TASK MATERIAL:
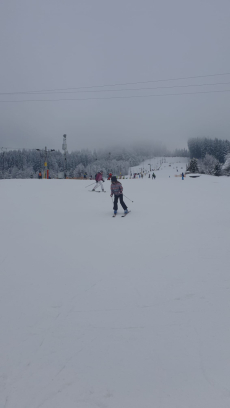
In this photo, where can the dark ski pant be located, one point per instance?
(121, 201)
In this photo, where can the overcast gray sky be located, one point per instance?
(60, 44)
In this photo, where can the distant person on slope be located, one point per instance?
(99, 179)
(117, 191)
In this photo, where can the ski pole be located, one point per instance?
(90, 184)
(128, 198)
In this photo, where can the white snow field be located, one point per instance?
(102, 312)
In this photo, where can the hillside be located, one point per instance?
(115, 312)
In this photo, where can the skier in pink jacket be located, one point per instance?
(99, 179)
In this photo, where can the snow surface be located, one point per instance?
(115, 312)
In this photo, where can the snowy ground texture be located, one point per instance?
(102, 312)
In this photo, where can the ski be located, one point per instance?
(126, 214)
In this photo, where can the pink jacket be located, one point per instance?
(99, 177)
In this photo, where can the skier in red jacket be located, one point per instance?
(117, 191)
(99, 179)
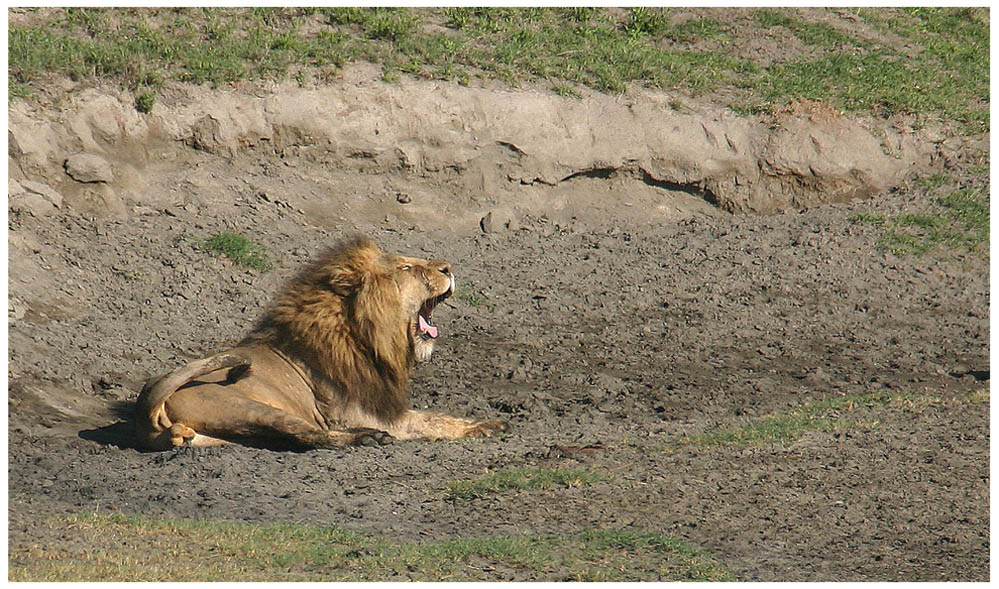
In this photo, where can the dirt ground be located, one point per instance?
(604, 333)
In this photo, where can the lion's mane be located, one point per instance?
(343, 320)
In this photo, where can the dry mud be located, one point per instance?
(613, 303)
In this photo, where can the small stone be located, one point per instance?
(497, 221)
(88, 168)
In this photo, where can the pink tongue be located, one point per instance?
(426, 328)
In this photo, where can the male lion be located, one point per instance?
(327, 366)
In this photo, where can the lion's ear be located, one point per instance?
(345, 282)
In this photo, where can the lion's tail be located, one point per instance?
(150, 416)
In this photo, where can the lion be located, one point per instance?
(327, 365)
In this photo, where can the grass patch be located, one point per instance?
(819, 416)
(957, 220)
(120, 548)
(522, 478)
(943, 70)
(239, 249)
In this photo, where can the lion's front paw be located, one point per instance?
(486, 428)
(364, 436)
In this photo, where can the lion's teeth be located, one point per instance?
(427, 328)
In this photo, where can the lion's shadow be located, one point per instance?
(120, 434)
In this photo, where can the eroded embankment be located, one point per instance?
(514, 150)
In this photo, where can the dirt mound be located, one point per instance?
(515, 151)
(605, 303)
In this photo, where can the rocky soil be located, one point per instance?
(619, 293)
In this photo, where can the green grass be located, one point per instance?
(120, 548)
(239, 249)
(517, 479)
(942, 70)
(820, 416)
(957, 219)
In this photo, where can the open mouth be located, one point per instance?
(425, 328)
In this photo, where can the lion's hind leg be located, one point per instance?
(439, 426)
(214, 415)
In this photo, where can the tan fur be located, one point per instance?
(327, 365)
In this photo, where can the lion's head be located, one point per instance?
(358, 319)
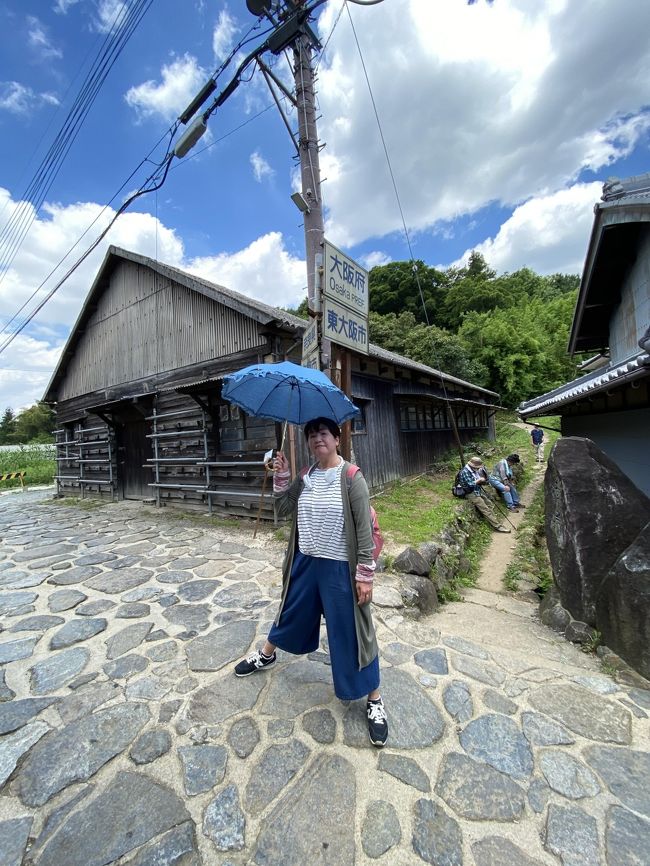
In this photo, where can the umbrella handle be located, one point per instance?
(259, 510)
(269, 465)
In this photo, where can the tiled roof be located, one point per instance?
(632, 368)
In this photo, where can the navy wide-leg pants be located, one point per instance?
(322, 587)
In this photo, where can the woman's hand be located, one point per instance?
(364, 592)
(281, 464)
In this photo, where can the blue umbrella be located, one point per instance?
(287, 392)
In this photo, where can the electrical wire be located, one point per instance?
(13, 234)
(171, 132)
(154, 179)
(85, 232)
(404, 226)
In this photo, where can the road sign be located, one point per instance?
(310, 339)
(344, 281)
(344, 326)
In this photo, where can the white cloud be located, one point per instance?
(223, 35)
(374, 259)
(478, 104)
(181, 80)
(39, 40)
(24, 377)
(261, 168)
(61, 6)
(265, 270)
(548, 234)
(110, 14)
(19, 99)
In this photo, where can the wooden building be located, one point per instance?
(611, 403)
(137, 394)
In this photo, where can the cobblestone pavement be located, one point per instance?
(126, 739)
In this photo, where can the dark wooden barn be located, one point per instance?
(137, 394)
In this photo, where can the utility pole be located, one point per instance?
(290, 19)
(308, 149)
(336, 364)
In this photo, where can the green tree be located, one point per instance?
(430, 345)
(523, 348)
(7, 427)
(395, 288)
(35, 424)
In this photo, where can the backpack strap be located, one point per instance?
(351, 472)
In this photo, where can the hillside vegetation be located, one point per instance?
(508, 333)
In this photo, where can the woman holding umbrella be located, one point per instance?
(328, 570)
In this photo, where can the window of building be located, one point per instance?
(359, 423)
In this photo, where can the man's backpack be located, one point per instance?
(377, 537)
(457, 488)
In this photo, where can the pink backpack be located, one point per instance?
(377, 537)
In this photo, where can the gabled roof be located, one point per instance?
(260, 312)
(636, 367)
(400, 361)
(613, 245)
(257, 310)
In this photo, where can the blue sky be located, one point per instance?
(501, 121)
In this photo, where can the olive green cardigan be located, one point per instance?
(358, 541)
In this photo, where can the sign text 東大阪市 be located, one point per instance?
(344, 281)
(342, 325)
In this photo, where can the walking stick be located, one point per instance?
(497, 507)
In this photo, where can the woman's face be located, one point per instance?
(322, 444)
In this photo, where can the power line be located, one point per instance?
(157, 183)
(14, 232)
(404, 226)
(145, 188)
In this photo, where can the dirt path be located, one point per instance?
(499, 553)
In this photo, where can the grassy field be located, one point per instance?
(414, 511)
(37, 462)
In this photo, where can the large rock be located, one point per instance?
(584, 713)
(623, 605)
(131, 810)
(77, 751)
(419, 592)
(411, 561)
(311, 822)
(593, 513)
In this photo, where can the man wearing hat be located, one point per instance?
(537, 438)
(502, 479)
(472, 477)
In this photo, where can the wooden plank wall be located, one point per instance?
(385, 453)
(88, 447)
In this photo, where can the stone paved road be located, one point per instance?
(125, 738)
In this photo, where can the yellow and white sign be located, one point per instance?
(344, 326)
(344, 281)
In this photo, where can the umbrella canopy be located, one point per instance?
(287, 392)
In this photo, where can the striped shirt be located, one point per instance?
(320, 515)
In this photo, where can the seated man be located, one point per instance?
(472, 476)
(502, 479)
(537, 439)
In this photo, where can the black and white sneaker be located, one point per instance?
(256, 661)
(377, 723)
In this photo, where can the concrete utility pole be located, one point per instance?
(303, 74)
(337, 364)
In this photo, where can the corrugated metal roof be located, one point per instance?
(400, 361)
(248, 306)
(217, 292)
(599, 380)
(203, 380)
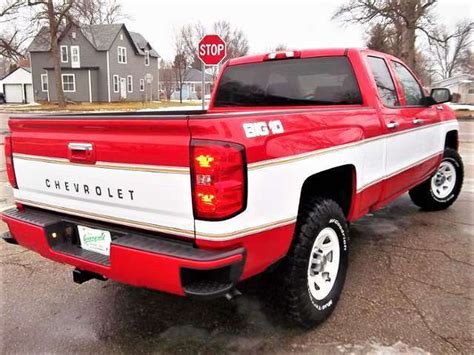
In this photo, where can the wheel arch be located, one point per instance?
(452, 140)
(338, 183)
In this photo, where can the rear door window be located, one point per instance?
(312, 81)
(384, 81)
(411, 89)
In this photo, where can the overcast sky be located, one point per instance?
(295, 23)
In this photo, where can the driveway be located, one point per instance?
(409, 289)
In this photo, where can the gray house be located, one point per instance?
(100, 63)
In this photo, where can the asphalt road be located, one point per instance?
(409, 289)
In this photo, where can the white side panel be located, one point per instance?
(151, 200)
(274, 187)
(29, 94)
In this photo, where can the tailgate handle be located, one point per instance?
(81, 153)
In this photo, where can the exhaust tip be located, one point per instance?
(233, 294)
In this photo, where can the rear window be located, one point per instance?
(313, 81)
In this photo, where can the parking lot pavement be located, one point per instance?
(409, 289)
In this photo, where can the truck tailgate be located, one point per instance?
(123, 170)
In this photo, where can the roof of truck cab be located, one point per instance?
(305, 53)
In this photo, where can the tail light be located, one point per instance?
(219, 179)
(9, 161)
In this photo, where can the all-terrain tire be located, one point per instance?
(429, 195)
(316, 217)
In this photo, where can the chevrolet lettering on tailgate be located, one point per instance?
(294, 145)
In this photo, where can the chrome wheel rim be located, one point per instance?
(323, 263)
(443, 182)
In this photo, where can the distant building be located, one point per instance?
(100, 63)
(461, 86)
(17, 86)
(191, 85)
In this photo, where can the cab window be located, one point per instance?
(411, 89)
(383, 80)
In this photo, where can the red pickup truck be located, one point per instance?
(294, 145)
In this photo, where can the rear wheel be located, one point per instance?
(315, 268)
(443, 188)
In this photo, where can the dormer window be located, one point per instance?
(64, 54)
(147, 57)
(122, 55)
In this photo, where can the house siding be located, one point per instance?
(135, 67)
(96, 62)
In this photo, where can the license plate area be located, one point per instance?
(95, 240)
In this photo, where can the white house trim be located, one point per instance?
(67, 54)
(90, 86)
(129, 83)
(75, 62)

...

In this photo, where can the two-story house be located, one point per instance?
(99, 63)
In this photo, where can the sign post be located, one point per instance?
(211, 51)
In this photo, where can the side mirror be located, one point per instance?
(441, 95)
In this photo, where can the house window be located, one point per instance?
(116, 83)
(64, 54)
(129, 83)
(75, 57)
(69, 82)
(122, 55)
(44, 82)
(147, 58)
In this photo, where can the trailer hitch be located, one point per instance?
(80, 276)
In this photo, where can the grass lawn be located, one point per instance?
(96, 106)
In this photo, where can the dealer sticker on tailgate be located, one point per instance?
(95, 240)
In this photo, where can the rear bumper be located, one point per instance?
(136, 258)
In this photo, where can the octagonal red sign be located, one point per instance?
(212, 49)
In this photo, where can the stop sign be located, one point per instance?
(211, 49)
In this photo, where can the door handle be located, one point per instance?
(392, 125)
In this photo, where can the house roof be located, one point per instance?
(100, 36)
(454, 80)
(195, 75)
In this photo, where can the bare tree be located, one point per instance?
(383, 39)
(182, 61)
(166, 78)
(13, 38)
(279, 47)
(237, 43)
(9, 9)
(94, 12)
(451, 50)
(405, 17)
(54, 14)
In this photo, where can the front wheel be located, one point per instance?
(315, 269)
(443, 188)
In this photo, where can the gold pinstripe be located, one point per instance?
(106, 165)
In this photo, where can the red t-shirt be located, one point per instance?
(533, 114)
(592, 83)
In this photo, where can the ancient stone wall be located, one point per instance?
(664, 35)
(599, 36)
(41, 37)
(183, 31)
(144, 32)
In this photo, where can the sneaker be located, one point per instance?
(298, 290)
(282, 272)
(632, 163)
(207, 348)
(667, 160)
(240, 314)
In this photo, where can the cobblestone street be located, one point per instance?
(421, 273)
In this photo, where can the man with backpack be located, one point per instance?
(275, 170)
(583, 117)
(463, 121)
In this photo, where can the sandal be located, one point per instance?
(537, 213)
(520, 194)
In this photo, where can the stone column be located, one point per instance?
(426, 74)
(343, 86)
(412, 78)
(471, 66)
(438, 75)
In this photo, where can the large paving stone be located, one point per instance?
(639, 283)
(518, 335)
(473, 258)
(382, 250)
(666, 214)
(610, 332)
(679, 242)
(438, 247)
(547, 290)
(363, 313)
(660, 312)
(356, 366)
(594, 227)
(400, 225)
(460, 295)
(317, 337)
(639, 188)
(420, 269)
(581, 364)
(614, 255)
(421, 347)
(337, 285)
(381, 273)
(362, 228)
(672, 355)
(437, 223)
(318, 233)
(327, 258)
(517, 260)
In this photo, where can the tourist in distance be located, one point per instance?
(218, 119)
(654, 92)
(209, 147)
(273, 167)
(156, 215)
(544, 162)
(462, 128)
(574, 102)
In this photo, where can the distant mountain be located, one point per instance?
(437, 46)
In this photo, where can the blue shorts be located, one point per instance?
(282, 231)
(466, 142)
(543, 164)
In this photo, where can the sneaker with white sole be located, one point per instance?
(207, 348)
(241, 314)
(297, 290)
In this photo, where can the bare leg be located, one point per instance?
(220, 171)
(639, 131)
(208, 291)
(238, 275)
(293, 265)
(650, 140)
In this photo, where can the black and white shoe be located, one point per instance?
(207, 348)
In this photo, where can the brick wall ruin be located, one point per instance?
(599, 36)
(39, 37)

TASK INSTRUCTIONS:
Count the lines in the records that contain the word "skier". Reply with that number only.

EXERCISE OUTPUT:
2